» **Passage given**
==========
Restaurant Review - Peploe's

Wednesday 27 September 2017

Many of the hot restaurants opening in Dublin in recent times are owned by groups, all competing for the ‘around town’ market – It’s the same in London and New York. The decor is always fab, but, as good as some of them are, it’s mainly about the bottom line, rather than the love of food and wine. The same can’t be said about Barry Canny’s Peploe’s on St. Stephen’s Green, for Canny, who is as clever and hardworking as his name suggests, is a man who goes to bed at night dreaming about food and vineyards. He also has a knack for creating an atmosphere and devoted clientele. I first came across him when he opened a small French restaurant, L’Olive in Glasthule, over 25 years ago.

He then moved into the city with Browne's on St. Stephen’s Green, a super brasserie, before moving down the street to open Peploe’s, in a former bank vault, which has been one of the city’s most popular and reliable restaurants.
==========
» **Short problem**
Please copy the Peploe's review from "He then moved" down to "and reliable restaurants.", replacing "brasserie" with "bistro". The lines below come from a separate source.

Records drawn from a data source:
==========
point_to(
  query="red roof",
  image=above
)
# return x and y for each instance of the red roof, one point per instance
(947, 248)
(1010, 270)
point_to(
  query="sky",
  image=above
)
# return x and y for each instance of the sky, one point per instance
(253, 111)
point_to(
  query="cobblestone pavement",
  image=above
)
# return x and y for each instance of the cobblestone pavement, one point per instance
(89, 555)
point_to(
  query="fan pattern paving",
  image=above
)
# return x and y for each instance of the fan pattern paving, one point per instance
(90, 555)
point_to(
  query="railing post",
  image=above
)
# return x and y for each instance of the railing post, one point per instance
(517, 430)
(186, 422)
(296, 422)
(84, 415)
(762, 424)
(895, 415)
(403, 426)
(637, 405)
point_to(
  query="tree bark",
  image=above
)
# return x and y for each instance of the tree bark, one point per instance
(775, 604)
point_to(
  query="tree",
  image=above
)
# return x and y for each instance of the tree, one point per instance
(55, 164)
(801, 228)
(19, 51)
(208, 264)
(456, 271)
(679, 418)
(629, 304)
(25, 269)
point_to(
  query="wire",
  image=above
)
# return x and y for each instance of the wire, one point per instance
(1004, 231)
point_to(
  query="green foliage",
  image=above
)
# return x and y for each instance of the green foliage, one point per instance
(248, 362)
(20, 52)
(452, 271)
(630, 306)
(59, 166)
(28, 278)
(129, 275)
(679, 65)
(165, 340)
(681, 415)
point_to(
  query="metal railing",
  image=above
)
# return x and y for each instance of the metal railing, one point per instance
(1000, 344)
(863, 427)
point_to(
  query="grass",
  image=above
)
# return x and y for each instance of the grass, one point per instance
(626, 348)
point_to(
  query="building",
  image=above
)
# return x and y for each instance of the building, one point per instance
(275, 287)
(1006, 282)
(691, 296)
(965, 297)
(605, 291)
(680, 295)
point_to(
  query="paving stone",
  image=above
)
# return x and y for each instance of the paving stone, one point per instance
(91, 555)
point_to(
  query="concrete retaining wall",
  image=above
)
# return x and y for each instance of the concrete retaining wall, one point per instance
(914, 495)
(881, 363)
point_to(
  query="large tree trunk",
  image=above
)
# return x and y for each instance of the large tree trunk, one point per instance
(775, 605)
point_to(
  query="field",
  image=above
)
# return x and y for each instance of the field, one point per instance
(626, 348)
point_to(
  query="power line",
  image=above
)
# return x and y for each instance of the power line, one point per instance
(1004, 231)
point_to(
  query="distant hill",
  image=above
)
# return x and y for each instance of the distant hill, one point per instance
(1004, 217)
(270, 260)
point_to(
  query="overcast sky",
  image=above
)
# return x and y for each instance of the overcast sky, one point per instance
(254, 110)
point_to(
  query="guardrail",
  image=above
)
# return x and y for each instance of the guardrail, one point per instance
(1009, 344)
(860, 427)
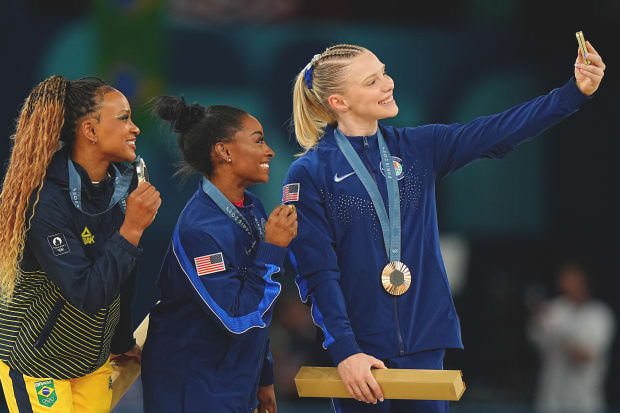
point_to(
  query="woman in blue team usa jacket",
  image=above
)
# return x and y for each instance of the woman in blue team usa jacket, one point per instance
(72, 219)
(207, 348)
(368, 247)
==========
» **Exercise answer**
He then moved into the city with Browne's on St. Stephen’s Green, a super bistro, before moving down the street to open Peploe’s, in a former bank vault, which has been one of the city’s most popular and reliable restaurants.